— To-do list —
1) Please answer these questions from the tangent plane solution below:
(a) Which function is given, and at which point?
(b) What value does f_y take at (ln 4, ln 2)?
(c) What is the final equation of the tangent plane?
2) In the tangent plane solution below, turn the paragraph starting with "Since" into a short list that gives each function and its value at (ln 4, ln 2).

— Text excerpt —
· · · ·
Answer
$$z=\frac{4}{5}+\frac{-12}{25}(x-\ln 4)+\frac{12}{25}(y-\ln 2)$$
Work Step by Step
Given $$f(x, y)=\operatorname{sech}(x-y), \quad(\ln 4, \ln 2)$$
Since
\begin{align*}
f(x,y)&= \operatorname{sech}(x-y) \ \ \ \ & f(\ln 4, \ln 2)&= \operatorname{sech}(\ln 2)=\frac{4}{5}\\
f_x(x,y)&=-\operatorname{sech}(x-y)\tanh (x-y)\ \ \ \ & f_x(\ln 4, \ln 2)&=\frac{-12}{25} \\
f_y(x,y)&= \operatorname{sech}(x-y)\tanh (x-y) \ \ \ \ & f_y(\ln 4, \ln 2)&= \frac{12}{25} \\ \\
\end{align*}
Then the tangent plane at $(\ln 4, \ln 2)$ is given by
\begin{align*}
z&= f(\ln 4, \ln 2)+f_{x}(\ln 4, \ln 2)(x-\ln 4)+f_{y}(\ln 4, \ln 2)(y-\ln 2)\\
&=\frac{4}{5}+\frac{-12}{25}(x-\ln 4)+\frac{12}{25}(y-\ln 2)
\end{align*}
· · · ·
— Provided material —
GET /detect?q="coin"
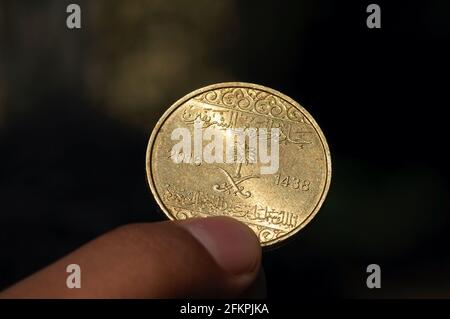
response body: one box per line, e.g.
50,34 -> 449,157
146,82 -> 331,246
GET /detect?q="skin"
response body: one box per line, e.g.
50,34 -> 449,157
0,217 -> 265,298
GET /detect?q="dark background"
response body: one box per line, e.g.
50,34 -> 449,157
0,0 -> 450,298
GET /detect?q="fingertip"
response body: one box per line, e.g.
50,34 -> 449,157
179,217 -> 261,277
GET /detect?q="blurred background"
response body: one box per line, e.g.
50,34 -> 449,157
0,0 -> 450,298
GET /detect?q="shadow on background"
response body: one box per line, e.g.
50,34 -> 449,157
0,0 -> 450,298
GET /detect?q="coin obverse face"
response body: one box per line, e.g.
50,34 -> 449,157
146,82 -> 331,246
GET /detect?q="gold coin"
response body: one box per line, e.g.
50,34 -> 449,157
146,82 -> 331,246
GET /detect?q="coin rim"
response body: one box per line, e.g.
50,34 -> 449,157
145,82 -> 331,247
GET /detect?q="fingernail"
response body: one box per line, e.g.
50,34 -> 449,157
180,217 -> 261,275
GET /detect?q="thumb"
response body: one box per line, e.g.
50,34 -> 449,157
0,217 -> 261,298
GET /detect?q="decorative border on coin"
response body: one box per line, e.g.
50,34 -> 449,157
146,82 -> 331,247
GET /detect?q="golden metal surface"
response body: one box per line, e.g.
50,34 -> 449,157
146,82 -> 331,246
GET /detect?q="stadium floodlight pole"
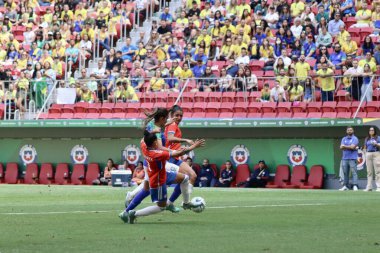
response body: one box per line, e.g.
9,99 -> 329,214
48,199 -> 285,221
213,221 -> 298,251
353,75 -> 375,119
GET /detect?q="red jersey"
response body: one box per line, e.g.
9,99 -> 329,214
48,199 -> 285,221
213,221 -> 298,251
140,140 -> 170,188
165,122 -> 182,150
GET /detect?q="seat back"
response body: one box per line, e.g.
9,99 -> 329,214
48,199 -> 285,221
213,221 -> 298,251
38,163 -> 54,184
71,164 -> 86,184
236,164 -> 251,187
85,163 -> 100,185
5,163 -> 18,184
0,163 -> 4,184
54,163 -> 70,184
24,163 -> 38,184
307,165 -> 324,189
290,165 -> 306,186
274,164 -> 290,186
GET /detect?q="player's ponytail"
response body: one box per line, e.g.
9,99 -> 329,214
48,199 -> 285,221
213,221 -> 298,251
144,130 -> 157,147
143,107 -> 169,129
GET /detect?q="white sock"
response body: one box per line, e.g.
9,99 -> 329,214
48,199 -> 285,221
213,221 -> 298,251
135,206 -> 163,216
180,175 -> 190,203
130,182 -> 144,199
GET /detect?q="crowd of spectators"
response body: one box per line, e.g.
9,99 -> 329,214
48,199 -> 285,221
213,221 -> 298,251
0,0 -> 380,115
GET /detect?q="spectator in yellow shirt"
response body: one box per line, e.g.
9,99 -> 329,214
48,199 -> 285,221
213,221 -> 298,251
317,63 -> 335,102
290,0 -> 305,18
342,35 -> 358,57
351,1 -> 372,28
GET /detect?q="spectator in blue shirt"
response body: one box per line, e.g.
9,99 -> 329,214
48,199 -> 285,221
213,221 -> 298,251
302,34 -> 317,59
330,44 -> 347,69
340,126 -> 359,191
121,38 -> 138,62
255,25 -> 267,46
363,127 -> 380,192
199,159 -> 215,187
340,0 -> 356,17
327,13 -> 344,37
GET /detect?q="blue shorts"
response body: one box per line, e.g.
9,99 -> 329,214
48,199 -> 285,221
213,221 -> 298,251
166,171 -> 177,185
150,184 -> 168,203
168,157 -> 183,167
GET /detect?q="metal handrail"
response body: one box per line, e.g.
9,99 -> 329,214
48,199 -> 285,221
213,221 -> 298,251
352,76 -> 375,119
36,81 -> 58,120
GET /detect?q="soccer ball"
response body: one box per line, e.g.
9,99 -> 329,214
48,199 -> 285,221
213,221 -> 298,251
191,197 -> 206,213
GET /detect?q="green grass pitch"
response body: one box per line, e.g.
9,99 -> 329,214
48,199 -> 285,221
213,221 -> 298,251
0,185 -> 380,253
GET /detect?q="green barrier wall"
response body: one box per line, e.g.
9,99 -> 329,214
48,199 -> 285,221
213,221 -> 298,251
0,138 -> 337,174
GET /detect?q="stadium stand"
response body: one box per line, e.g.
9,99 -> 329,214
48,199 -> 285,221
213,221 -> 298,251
0,0 -> 380,119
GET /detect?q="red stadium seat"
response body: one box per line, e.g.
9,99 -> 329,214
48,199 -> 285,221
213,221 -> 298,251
277,112 -> 293,119
100,103 -> 115,113
307,112 -> 322,119
277,102 -> 292,112
265,164 -> 290,188
291,102 -> 307,113
24,163 -> 38,184
283,165 -> 306,189
293,112 -> 307,119
234,102 -> 249,112
248,102 -> 264,113
87,103 -> 102,113
234,112 -> 247,119
61,105 -> 75,113
219,112 -> 234,119
335,101 -> 351,112
219,102 -> 235,112
0,163 -> 4,184
194,91 -> 210,102
54,163 -> 70,184
322,112 -> 336,119
336,112 -> 352,119
307,102 -> 322,112
205,112 -> 219,119
300,165 -> 324,189
321,101 -> 336,112
4,163 -> 18,184
222,92 -> 236,102
193,102 -> 207,112
206,102 -> 221,112
85,163 -> 100,185
71,164 -> 85,184
38,163 -> 54,184
74,102 -> 90,113
261,102 -> 277,113
236,164 -> 251,188
364,101 -> 380,113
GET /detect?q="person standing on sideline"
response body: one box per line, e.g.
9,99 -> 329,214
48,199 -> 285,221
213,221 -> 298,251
339,126 -> 359,191
363,127 -> 380,192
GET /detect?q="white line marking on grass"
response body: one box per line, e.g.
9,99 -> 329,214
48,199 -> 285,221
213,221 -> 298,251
0,203 -> 328,215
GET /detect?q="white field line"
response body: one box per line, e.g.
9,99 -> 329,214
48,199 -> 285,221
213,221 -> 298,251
0,203 -> 328,215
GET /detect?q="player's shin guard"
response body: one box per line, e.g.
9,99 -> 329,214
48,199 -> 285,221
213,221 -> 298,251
125,189 -> 150,212
135,206 -> 165,217
180,175 -> 190,203
168,184 -> 181,204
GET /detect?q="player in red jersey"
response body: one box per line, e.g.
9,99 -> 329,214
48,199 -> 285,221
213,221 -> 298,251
120,131 -> 205,224
165,105 -> 197,209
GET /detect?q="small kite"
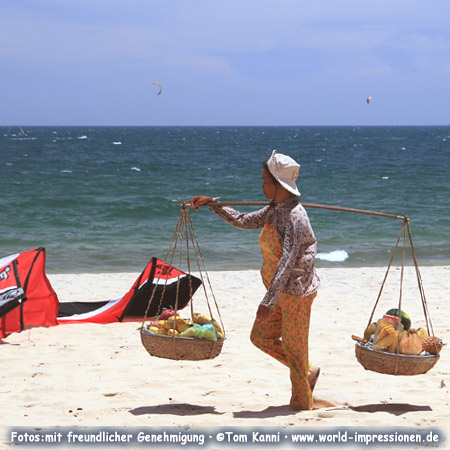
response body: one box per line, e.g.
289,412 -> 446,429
152,81 -> 162,95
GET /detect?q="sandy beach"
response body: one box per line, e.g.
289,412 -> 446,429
0,267 -> 450,449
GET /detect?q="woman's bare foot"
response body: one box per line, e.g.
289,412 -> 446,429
308,367 -> 320,392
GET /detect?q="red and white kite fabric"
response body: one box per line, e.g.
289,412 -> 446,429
58,258 -> 201,324
0,251 -> 202,338
0,247 -> 59,338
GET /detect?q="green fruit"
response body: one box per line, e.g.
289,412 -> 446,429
386,308 -> 411,331
364,322 -> 377,341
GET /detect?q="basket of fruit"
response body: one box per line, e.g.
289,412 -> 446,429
352,218 -> 445,375
353,309 -> 445,375
141,310 -> 224,361
139,204 -> 225,361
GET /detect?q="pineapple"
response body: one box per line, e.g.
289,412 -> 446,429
422,336 -> 446,355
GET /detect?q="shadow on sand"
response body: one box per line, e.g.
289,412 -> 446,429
233,405 -> 299,419
348,403 -> 432,416
130,403 -> 224,416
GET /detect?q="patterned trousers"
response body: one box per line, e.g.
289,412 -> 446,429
250,292 -> 317,410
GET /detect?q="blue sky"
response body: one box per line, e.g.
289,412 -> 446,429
0,0 -> 450,125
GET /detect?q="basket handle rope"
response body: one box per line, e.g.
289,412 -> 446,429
142,202 -> 225,352
367,216 -> 434,336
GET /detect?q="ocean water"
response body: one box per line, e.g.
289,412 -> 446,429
0,126 -> 450,273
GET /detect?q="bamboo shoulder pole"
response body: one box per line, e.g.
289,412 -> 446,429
185,201 -> 409,222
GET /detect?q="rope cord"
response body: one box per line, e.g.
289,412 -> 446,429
142,203 -> 225,344
185,205 -> 225,333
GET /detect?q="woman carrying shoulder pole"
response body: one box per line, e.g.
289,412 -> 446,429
190,150 -> 320,410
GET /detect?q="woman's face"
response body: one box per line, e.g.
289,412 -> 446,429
261,169 -> 277,200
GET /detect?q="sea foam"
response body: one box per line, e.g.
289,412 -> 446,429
316,250 -> 348,262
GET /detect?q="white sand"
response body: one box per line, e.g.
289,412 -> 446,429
0,267 -> 450,449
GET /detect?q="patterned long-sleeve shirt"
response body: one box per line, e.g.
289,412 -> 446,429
209,197 -> 320,308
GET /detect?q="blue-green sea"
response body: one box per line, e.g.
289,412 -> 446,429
0,126 -> 450,273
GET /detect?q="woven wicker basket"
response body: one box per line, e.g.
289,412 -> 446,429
141,328 -> 224,361
355,342 -> 439,375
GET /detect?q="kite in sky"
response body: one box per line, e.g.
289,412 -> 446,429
152,81 -> 162,95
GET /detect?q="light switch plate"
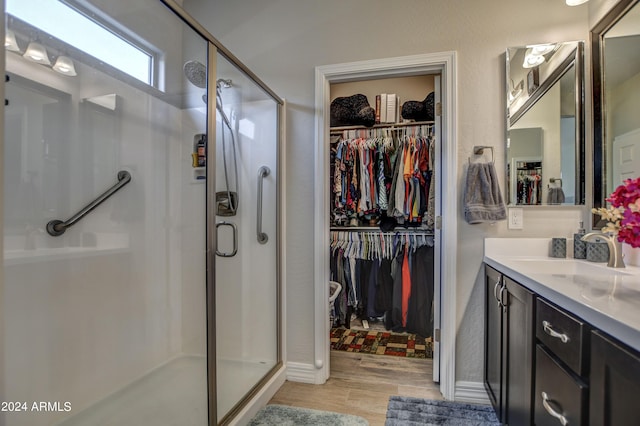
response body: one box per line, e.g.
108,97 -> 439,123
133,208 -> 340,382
509,207 -> 524,229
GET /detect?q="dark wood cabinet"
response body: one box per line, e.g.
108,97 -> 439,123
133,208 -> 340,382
484,266 -> 534,425
589,331 -> 640,426
534,344 -> 588,426
484,266 -> 505,420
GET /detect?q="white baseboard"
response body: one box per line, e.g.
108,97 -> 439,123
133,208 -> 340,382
228,367 -> 286,426
454,380 -> 491,405
287,362 -> 325,385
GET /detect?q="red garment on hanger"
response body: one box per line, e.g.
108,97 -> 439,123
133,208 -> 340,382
402,244 -> 411,327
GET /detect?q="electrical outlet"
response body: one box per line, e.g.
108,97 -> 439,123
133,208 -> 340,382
509,207 -> 524,229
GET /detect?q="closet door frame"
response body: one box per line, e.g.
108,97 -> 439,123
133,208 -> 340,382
314,51 -> 458,400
· · · ·
— Answers for the tasks —
1)
(a) f(x, y) = sech(x − y), at the point (ln 4, ln 2).
(b) 12/25
(c) z = 4/5 + (−12/25)(x − ln 4) + (12/25)(y − ln 2)

2)
- f(x, y) = sech(x − y); at (ln 4, ln 2) it equals sech(ln 2) = 4/5
- f_x(x, y) = −sech(x − y)tanh(x − y); at (ln 4, ln 2) it equals −12/25
- f_y(x, y) = sech(x − y)tanh(x − y); at (ln 4, ln 2) it equals 12/25